-- Data provided follows --

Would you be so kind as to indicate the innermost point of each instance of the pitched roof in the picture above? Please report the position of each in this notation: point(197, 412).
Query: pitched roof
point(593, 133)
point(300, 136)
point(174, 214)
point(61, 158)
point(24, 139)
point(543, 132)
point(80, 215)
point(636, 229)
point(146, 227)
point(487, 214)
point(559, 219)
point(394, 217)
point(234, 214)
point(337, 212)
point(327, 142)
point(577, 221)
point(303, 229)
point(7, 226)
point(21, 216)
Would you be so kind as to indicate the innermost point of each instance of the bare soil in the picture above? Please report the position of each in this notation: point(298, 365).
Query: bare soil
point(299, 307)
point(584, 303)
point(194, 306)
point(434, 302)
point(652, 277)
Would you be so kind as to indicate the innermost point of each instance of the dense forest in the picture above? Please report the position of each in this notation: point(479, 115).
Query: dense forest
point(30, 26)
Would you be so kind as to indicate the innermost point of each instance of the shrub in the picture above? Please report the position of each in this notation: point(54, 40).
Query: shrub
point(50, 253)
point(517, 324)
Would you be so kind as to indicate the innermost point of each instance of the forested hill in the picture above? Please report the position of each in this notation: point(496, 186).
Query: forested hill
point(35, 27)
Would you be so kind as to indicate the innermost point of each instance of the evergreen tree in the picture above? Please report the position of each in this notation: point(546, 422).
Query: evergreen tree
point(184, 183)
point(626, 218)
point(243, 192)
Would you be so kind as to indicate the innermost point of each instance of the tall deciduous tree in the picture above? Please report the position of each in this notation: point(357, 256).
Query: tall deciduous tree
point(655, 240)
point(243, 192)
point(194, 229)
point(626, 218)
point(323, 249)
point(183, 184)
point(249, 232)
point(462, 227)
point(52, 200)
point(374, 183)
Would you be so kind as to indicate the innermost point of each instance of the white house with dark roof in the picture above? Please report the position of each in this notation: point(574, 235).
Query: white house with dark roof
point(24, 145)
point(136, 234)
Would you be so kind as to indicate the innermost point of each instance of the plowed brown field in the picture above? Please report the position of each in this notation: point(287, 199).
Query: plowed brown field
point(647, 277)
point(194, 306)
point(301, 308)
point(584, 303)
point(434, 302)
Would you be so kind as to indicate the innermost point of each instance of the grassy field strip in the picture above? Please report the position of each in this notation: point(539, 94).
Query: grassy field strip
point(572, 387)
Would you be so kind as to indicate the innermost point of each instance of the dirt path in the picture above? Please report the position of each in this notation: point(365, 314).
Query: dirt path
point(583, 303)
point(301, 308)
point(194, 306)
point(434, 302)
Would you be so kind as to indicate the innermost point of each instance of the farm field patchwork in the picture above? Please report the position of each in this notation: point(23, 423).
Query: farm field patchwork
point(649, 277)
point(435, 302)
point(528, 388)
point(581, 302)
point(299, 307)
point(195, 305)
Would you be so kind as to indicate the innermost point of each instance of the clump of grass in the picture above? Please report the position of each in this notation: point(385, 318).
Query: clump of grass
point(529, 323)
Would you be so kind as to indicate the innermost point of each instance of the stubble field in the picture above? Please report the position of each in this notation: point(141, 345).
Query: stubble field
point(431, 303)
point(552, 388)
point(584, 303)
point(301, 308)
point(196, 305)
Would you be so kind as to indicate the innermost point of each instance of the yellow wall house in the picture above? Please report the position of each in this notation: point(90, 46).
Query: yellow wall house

-- Data provided concluded --

Assigned task: Nothing but the lines from the one holding "Query: dirt path" to the end of the entries should be returned, each exactly as it stands.

Completed task:
Query: dirt path
point(583, 303)
point(301, 308)
point(194, 306)
point(434, 302)
Would you be so kind as to indicate the innermost point of each instance of the farm field patchwork in the picture above? Please report the position of each in this notation: point(23, 423).
Query: farm field patchwork
point(649, 277)
point(435, 302)
point(528, 388)
point(581, 302)
point(299, 307)
point(195, 305)
Would you be so kind as to indicate the innermost point of each instance of the clump of grass in the picture above? Please report the position of each in this notation: point(385, 318).
Query: clump of grass
point(529, 323)
Would you be so kind as to indicate the innermost point of each instance of the stubble field in the picture above? Please report the position of each in this notation: point(141, 345).
Query: stubble field
point(431, 303)
point(552, 388)
point(584, 303)
point(301, 308)
point(196, 305)
Would you be so kind as to indicate the innermost point of each instance of the yellow wall house in the picture above? Please report the position of each in this notation: point(90, 46).
Query: yellow wall house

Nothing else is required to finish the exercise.